───── Document segment ─────

FDA Warns of Serious Complications Due to Transvaginal Mesh Procedures July 9, 2012Posted by clarerichard22 in Women's Health.
Tags: legal, Prolapse, side effects, Urinary incontinence, vaginal mesh, vaginal mesh implant, Vaginal Mesh Lawsuit, women
Women who have undergone transvaginal mesh procedures have reported an increasing number of complications and transvaginal mesh side effects, federal government statistics suggest. The United States Food and Drug Administration (FDA) reports having received 2,874 reports of problems associated with surgical mesh used to repair pelvic organ prolapse and stress urinary incontinence from 2008 through 2010.
Surgical mesh products are implanted to provide support for a woman’s organs in the pelvis, which drop, fall, bulge or protrude (prolapse) into the vaginal wall due to weakened or stretched muscles that occur from childbirth, pregnancy and other causes. In extreme cases, the vagina can even fall to the point where it is pushedoutside of the body.

───── Data extract ─────

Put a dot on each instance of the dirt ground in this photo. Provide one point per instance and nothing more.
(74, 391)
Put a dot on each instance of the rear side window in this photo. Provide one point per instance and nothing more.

─────

▸ **Exercises**:
**a)** Based on the transvaginal mesh article, answer each statement with yes or no, and quote the exact words of the article that decide it.
(i) The FDA received 2,874 reports of problems from 2008 through 2010.
(ii) The surgical mesh in question was used only to treat stress urinary incontinence.
(iii) Weakened or stretched muscles from childbirth and pregnancy are among the causes of pelvic organ prolapse.
**b)** In the transvaginal mesh article, copy out the stretch from "FDA Warns of" through "2008 through 2010." word for word.
**c)** Answer these questions from the transvaginal mesh article.
(i) In what category was the article posted?
(ii) Which federal agency reports having received the reports of problems with surgical mesh?
(iii) What are surgical mesh products implanted to support?

▸ **Answers for each item**:
**a)**
(i) Yes: "received 2,874 reports of problems associated with surgical mesh used to repair pelvic organ prolapse and stress urinary incontinence from 2008 through 2010"
(ii) No: "used to repair pelvic organ prolapse and stress urinary incontinence"
(iii) Yes: "due to weakened or stretched muscles that occur from childbirth, pregnancy and other causes"

**b)**
FDA Warns of Serious Complications Due to Transvaginal Mesh Procedures July 9, 2012Posted by clarerichard22 in Women's Health.
Tags: legal, Prolapse, side effects, Urinary incontinence, vaginal mesh, vaginal mesh implant, Vaginal Mesh Lawsuit, women
Women who have undergone transvaginal mesh procedures have reported an increasing number of complications and transvaginal mesh side effects, federal government statistics suggest. The United States Food and Drug Administration (FDA) reports having received 2,874 reports of problems associated with surgical mesh used to repair pelvic organ prolapse and stress urinary incontinence from 2008 through 2010.

**c)**
(i) Women's Health.
(ii) The United States Food and Drug Administration (FDA).
(iii) A woman's organs in the pelvis.